#### Page text

<<<<

The command “Take a left turn at the next junction”, while seemingly easy to interpret, entails integration of information across at least two different timescales. On the one hand the sensory information of the word “Take” has to be retained for about a second until the sentence is over. On the other, the meaning of the sentence has to be retained for about a minute until the junction is actually reached. This example presents two timescales out of a large range relevant for daily functioning.
When considering possible solutions utilized by the brain for these tasks, it is worthwhile to note that the bio-chemical processes in the brain have inherent time scales spanning many orders of magnitude such as milliseconds (action potentials), seconds (Calcium dynamics) and hours (protein synthesis).
On the functional level, we know that the nervous system can adapt to the statistics of the environment over a wide range of timescales, but the mechanisms for doing so are yet unknown.

>>>>

#### What to work on
(a) In the passage on timescales in the brain, why does the command "Take a left turn at the next junction" require integrating information across at least two timescales? Answer in one to three sentences.
(b) Extend the passage on timescales in the brain, beginning after its final sentence about the unknown mechanisms of adaptation.

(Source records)
<<<<

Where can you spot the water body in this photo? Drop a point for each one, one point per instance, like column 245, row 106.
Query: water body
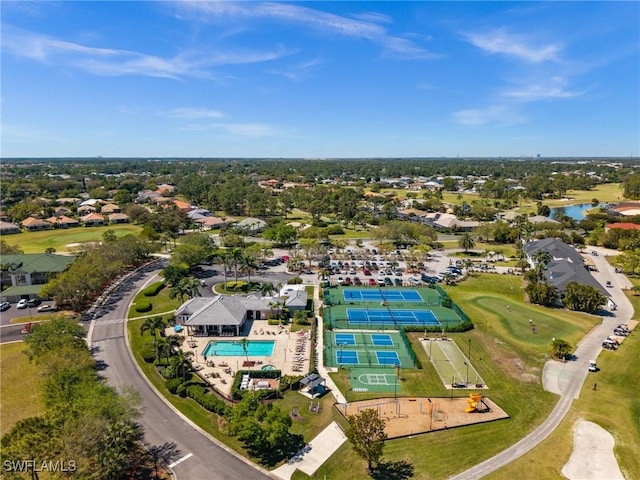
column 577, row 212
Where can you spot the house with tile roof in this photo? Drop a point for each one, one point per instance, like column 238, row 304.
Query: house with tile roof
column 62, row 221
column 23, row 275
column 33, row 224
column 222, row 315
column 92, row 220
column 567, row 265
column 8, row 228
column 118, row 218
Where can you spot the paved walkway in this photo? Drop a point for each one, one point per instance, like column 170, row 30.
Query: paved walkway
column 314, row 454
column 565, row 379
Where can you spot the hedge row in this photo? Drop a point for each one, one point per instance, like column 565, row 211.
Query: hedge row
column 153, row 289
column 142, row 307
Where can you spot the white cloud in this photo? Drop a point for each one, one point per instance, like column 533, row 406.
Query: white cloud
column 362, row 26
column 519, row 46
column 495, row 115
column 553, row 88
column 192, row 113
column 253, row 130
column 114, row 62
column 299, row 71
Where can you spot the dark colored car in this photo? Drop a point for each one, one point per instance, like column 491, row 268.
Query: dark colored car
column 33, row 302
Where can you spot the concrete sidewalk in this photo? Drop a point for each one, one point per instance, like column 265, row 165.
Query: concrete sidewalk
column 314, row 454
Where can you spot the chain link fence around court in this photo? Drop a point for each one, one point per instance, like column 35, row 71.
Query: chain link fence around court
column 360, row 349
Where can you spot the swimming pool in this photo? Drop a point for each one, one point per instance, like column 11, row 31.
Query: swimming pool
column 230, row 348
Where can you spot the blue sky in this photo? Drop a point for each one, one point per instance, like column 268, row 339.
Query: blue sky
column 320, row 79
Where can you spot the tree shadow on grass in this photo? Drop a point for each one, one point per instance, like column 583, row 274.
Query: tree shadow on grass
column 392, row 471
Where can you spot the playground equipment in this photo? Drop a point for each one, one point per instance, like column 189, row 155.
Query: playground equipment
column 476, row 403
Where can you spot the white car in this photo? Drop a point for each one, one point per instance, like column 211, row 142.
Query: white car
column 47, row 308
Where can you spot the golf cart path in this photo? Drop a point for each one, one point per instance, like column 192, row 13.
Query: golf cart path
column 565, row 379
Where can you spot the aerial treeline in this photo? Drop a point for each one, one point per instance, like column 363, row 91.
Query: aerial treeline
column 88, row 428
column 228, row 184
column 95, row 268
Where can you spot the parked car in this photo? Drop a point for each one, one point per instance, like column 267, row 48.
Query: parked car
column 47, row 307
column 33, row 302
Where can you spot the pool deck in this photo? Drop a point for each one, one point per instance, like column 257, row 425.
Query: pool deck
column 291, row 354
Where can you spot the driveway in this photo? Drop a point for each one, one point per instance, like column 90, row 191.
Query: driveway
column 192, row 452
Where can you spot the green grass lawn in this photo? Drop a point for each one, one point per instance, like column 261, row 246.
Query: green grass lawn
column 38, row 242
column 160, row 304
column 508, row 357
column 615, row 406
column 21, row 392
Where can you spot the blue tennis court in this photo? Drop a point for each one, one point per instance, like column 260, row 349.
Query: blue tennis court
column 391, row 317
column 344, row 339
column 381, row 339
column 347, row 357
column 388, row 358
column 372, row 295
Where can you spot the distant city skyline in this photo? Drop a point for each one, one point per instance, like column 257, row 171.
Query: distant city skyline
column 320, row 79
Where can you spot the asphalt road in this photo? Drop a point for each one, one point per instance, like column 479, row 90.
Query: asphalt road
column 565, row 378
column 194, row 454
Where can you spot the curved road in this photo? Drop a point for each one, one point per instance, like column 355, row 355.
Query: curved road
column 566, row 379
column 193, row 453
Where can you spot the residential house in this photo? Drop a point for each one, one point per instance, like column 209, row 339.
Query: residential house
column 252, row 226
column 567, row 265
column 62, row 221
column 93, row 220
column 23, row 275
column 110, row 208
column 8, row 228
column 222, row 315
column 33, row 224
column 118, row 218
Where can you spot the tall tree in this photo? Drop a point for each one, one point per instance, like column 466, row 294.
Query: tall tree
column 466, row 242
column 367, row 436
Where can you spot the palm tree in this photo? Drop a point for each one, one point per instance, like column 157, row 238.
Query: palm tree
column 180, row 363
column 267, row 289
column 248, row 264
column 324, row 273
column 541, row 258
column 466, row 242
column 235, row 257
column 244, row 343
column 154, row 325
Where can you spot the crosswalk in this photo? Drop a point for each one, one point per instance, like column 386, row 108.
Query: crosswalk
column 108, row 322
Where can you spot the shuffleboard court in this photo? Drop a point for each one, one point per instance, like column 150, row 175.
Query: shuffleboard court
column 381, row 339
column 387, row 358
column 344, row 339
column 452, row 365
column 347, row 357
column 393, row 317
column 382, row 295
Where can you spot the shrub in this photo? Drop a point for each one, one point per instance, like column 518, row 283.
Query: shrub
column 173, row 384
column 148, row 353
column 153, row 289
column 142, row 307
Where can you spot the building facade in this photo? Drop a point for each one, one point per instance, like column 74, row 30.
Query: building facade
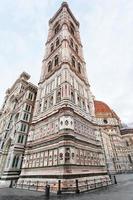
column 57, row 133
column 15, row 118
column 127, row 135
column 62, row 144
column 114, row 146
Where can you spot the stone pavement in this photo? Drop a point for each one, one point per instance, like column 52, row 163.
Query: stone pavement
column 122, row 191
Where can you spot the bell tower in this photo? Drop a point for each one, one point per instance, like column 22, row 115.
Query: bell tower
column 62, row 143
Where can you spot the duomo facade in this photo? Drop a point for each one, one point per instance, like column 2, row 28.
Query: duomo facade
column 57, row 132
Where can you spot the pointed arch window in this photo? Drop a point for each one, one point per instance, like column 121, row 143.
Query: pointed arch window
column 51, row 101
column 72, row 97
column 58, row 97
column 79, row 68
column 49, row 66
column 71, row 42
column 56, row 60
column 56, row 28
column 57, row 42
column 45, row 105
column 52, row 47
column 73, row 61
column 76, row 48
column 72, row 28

>>>>
<<<<

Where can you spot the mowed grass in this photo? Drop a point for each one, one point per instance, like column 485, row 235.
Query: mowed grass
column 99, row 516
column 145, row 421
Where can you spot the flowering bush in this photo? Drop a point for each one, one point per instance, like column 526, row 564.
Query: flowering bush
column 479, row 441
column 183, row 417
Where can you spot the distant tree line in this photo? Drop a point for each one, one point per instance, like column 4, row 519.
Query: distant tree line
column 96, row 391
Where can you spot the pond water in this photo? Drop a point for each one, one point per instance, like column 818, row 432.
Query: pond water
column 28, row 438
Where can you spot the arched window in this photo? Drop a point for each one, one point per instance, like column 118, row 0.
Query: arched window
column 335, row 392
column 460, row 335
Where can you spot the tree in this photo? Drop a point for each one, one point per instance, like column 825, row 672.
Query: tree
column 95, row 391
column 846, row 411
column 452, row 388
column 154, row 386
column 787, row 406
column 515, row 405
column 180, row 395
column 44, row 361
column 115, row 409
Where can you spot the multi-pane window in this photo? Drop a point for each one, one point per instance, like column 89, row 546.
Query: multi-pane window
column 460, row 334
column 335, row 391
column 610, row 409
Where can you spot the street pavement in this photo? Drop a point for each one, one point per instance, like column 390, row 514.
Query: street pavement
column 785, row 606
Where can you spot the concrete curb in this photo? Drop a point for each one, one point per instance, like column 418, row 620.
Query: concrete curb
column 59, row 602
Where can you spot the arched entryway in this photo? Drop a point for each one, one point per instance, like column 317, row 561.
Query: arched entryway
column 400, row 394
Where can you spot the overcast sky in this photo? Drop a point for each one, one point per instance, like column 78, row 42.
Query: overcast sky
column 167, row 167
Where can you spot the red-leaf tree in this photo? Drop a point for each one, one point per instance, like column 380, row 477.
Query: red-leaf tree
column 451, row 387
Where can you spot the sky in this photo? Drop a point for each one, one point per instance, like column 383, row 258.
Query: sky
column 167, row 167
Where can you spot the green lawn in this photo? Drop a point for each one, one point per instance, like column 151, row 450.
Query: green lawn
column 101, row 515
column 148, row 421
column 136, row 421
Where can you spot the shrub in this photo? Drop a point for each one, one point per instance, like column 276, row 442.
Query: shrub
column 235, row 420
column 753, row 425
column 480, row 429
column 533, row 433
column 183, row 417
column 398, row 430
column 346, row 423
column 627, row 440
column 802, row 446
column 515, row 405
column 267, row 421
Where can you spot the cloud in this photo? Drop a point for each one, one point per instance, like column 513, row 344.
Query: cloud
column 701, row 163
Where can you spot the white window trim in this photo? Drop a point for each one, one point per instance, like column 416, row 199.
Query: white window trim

>>>>

#### Response list
(a) The sensory information of the word "Take" must be retained for about a second until the sentence is over. The meaning of the sentence must be retained for about a minute until the junction is actually reached.

(b)
As an example of two different ways to solve a task, consider the problem of holding the identity of a stimulus in memory for a delay of a couple of seconds. The prevailing dogma is that the brain does it by keeping the neurons which are related to the stimulus firing action potentials throughout the delay. Although every action potential is a process of a few milliseconds, if the neurons are recurrently connected to each other then positive feedback can maintain this activity over the two seconds. This is reminiscent of the way RAM works, or a car engine produces electricity.
Another option, which I explored during my PhD [Barak et al. 2007, Mongillo et al. 2008], is that the brain utilizes the slower dynamics of Calcium in the neurons in order to store the information there. According to this view the relevant neurons only fire transiently during the stimulus, but their associated synaptic Calcium levels remain elevated throughout the delay.
I am now exploring a more general formulation of this specific problem: given several mechanisms with different timescales, that could all solve the same task, can the brain effectively choose a mechanism such that its timescale matches that of the task. Potential advantages of such a solution are metabolic – slower processes are usually less energetically demanding than maintaining fast processes across a long time, and robustness – a slow process is less likely to be disrupted by fast noise. On the other hand, an obvious disadvantage is the loss of flexibility – a system tuned to a specific timescale (or a specific range of timescales) will perform poorly if forced to operate in a different regime.